**Stated exercise:**
Identify the line that contains "the tree canopy" in the material. Output it and every line after it, unchanged, through the end.

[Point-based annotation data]
+---+

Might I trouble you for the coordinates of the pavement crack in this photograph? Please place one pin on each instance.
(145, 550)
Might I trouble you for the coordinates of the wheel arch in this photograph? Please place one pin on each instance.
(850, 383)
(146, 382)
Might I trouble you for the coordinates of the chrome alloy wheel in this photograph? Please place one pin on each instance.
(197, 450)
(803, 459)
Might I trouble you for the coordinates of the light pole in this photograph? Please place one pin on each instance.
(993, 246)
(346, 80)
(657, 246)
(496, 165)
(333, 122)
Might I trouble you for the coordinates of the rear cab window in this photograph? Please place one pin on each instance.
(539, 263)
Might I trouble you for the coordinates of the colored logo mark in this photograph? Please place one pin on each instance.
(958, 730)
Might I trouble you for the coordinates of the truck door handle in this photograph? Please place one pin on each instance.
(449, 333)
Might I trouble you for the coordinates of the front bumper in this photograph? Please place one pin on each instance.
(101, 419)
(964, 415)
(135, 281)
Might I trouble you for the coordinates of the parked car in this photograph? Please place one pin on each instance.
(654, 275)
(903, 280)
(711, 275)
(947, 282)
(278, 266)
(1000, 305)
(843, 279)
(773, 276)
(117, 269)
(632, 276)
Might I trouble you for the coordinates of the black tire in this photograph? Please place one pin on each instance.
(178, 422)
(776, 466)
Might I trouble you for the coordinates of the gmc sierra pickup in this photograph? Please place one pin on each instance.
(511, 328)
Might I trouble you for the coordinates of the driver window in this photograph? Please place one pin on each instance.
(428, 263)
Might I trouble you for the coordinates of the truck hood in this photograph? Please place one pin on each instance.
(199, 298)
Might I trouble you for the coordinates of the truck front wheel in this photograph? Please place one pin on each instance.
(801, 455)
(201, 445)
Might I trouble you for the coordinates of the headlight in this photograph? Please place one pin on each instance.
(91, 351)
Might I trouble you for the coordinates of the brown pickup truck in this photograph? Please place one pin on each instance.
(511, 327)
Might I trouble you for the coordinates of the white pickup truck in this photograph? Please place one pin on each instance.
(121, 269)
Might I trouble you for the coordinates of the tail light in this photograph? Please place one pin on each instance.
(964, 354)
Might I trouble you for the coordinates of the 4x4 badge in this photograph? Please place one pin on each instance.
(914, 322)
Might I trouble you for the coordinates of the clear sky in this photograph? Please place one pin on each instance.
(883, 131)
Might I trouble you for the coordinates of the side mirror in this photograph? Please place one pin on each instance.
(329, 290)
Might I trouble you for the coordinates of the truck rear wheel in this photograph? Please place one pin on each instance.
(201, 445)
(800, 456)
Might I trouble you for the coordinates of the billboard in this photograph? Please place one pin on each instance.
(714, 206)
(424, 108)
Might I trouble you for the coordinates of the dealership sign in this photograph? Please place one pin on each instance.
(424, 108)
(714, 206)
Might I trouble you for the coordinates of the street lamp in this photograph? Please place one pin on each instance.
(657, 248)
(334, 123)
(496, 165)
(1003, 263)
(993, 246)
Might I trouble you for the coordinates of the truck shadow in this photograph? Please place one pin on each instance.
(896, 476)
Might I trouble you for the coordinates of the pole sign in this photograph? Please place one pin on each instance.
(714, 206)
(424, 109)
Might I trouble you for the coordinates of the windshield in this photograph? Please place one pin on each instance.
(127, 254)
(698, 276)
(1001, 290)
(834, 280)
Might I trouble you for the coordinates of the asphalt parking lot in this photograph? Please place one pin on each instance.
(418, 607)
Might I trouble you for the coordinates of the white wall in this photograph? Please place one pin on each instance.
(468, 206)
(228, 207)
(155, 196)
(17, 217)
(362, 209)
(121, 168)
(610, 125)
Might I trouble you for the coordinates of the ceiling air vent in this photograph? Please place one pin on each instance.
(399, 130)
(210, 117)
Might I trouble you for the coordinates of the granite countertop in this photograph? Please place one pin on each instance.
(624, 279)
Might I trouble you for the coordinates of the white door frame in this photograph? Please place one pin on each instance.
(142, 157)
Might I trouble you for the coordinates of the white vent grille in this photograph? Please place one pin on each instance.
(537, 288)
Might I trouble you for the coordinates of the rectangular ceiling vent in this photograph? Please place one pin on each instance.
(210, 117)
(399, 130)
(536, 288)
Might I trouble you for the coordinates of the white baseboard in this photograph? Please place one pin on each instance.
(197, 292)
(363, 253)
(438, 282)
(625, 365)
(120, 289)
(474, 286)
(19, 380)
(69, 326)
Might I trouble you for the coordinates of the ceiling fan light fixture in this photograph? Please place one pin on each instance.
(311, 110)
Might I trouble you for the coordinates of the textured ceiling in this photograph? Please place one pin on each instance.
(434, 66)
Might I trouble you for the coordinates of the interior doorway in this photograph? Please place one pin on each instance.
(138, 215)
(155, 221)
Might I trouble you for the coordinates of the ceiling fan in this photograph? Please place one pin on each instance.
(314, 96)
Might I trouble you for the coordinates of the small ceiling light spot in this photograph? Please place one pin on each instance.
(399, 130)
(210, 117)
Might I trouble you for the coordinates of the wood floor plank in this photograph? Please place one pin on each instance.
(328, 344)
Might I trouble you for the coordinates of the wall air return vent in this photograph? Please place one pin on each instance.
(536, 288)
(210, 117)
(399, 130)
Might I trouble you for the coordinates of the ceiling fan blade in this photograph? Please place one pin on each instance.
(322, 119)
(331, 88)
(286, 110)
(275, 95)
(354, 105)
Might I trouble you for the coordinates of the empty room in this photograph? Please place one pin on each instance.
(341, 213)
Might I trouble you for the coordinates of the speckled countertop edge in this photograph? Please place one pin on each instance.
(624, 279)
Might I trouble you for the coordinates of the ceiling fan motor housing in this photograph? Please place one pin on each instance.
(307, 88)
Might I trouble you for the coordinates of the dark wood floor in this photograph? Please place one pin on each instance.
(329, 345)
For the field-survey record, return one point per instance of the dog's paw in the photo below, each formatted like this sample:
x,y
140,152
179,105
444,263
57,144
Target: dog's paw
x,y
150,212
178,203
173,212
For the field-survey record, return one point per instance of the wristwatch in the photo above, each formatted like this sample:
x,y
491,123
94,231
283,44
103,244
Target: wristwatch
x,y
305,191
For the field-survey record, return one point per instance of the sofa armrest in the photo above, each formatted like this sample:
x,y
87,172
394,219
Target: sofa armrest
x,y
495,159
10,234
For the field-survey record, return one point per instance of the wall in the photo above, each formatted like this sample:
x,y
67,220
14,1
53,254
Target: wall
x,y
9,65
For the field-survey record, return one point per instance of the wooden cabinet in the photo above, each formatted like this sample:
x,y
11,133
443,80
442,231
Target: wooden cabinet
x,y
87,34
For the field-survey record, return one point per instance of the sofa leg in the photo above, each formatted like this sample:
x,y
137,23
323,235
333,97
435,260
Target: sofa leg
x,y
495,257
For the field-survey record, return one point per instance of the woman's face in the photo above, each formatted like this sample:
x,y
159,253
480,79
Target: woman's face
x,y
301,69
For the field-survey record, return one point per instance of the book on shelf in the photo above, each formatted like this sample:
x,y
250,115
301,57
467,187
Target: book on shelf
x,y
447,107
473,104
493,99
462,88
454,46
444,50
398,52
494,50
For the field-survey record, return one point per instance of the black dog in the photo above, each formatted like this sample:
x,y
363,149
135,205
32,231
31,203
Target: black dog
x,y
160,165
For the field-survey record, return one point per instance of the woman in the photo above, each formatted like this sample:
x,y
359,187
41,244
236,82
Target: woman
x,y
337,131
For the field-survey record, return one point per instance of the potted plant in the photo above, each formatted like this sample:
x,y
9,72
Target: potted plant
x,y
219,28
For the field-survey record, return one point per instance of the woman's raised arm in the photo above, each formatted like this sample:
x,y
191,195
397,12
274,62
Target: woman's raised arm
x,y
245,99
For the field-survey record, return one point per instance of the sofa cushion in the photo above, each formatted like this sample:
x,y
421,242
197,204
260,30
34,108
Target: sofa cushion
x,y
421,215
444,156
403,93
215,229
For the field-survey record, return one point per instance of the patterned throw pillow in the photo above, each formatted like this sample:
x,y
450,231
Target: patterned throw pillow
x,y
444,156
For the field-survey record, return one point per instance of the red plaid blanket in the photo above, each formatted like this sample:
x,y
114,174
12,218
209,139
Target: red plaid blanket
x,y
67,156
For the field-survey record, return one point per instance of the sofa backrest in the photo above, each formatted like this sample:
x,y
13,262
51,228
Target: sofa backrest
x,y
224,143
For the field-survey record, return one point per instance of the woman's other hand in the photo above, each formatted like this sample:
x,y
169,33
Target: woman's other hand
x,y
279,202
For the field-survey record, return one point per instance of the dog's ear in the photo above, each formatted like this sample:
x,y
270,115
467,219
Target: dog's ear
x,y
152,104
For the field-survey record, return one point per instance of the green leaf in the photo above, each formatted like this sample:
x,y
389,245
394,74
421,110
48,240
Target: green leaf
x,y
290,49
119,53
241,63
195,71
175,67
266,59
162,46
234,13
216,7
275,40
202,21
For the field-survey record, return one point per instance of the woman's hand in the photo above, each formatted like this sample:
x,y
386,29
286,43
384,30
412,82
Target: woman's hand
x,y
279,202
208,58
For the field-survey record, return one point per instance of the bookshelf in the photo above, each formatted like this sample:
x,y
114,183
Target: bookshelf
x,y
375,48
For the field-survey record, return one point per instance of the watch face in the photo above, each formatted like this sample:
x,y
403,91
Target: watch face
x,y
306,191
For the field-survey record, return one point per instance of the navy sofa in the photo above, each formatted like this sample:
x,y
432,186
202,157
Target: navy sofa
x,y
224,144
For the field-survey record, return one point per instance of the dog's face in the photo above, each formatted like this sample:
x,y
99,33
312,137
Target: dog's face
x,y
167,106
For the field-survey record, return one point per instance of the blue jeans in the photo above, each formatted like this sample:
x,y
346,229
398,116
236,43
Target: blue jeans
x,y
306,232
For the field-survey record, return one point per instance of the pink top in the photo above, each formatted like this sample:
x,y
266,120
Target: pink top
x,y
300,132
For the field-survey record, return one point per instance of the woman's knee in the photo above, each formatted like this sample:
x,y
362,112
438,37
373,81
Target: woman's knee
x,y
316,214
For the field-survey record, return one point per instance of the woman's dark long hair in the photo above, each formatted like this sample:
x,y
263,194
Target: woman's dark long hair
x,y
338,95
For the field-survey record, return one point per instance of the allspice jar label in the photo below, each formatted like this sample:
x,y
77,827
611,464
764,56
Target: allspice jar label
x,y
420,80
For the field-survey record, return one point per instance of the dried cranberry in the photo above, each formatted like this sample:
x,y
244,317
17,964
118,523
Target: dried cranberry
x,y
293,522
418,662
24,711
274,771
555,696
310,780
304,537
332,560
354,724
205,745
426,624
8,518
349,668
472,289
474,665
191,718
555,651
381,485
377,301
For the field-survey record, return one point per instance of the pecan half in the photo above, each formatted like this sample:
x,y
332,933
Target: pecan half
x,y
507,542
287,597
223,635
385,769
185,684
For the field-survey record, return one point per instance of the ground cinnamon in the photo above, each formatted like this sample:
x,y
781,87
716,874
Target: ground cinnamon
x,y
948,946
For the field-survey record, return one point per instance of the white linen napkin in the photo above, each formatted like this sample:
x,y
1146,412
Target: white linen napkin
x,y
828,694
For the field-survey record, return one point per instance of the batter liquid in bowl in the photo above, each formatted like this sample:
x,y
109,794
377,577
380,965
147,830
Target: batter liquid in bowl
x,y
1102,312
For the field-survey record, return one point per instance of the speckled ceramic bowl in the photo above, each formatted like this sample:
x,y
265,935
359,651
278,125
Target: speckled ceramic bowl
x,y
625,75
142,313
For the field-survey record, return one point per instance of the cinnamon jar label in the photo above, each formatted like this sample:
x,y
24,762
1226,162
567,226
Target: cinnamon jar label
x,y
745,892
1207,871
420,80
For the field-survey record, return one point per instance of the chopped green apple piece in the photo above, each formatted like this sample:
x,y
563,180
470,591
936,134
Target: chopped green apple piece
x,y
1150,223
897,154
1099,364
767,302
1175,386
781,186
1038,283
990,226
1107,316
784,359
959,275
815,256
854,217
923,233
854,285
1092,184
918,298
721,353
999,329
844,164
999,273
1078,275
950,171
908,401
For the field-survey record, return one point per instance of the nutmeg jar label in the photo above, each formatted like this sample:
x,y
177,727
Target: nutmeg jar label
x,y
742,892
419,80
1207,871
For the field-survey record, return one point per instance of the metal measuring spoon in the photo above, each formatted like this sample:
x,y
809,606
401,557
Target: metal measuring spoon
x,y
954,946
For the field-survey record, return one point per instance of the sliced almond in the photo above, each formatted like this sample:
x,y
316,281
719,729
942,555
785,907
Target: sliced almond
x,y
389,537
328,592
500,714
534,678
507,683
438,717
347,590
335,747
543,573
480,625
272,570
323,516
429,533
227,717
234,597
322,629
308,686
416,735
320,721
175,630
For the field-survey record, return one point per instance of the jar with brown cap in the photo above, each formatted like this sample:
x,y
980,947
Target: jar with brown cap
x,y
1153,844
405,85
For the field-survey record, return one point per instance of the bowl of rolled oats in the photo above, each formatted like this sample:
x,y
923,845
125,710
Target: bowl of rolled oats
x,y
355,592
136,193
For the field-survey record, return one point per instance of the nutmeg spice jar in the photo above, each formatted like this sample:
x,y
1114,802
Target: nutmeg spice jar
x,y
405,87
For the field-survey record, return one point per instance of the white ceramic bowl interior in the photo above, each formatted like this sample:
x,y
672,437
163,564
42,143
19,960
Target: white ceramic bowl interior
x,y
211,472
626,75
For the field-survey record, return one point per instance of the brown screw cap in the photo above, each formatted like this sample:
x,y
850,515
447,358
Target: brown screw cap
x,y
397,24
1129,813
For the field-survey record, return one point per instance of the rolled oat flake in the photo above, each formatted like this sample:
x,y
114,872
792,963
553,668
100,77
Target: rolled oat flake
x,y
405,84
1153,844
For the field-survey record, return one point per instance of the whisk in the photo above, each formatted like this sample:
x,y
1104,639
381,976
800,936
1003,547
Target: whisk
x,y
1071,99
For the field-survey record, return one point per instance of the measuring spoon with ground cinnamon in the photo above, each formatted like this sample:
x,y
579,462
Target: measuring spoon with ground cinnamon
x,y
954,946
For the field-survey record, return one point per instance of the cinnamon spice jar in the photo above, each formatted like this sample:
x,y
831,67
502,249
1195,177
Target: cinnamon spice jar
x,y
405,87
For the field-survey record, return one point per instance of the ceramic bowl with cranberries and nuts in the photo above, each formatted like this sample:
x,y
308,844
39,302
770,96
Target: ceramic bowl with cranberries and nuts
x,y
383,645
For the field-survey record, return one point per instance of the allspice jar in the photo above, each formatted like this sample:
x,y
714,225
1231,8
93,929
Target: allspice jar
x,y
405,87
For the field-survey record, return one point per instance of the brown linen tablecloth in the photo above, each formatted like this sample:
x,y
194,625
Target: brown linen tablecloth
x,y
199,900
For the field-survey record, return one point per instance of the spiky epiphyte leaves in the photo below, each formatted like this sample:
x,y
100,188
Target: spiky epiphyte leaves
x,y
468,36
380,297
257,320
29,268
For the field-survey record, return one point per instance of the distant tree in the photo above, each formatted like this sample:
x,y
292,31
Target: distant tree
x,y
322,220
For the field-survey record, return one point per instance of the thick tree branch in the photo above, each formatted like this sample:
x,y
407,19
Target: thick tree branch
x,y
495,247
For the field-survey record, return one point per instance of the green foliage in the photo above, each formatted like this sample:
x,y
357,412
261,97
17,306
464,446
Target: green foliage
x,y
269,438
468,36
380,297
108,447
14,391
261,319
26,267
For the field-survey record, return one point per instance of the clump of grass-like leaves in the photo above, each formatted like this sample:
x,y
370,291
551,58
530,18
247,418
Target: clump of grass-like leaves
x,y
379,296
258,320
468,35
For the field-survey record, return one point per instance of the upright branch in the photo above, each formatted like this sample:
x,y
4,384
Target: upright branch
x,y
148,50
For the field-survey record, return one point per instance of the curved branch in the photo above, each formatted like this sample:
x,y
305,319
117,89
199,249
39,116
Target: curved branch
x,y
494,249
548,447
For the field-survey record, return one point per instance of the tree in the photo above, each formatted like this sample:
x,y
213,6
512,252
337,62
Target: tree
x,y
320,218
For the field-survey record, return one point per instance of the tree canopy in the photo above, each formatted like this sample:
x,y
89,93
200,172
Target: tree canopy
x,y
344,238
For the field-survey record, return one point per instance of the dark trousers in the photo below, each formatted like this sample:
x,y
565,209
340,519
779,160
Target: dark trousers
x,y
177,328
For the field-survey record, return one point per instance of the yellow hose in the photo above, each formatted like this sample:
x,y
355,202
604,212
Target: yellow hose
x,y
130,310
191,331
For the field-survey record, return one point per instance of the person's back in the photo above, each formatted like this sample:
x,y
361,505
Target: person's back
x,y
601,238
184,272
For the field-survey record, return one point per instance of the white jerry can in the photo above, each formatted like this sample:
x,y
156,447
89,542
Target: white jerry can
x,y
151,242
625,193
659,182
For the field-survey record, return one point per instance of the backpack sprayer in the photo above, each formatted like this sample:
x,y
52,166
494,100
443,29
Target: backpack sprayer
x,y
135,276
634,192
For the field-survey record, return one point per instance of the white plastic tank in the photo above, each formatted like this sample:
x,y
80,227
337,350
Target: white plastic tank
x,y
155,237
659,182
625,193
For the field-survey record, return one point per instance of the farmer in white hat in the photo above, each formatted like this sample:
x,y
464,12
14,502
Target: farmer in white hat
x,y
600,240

+---+

**Output of the task:**
For the field-survey record, return one point per instance of the tree canopy in the photo above, each formatted like this sample:
x,y
89,93
200,172
Target: tree canopy
x,y
344,238
For the field-survey record, return one point per instance of the dark trousers in the photo below, each formatted like this sample:
x,y
565,209
340,519
779,160
Target: dark trousers
x,y
177,328
For the field-survey record, return one point per instance of the yellow hose in the photo above, each formatted like this sample:
x,y
355,202
604,212
Target: yellow hose
x,y
130,310
191,331
For the field-survey record, return one point per instance of the person's back in the photo above, each formatted like this sample:
x,y
361,505
Target: person's back
x,y
601,238
184,272
For the field-survey record, return one point per instance of the white jerry can in the photo above, each formatted like this sample:
x,y
156,447
89,542
Target: white jerry can
x,y
151,242
625,193
659,182
For the field-survey record, return one point per instance of the backpack sprayer in the photo above, each formatted like this sample:
x,y
52,166
494,100
443,29
Target: backpack sprayer
x,y
135,276
634,192
For the field-survey record, return one point per instance of the white plastic tank in the photo above, each formatted like this sample:
x,y
80,227
337,350
Target: white plastic tank
x,y
155,237
659,182
625,193
For the field-survey record, return one point per instance of the farmer in white hat in the photo above, each formatted like this sample:
x,y
464,12
14,502
Target: farmer in white hat
x,y
600,240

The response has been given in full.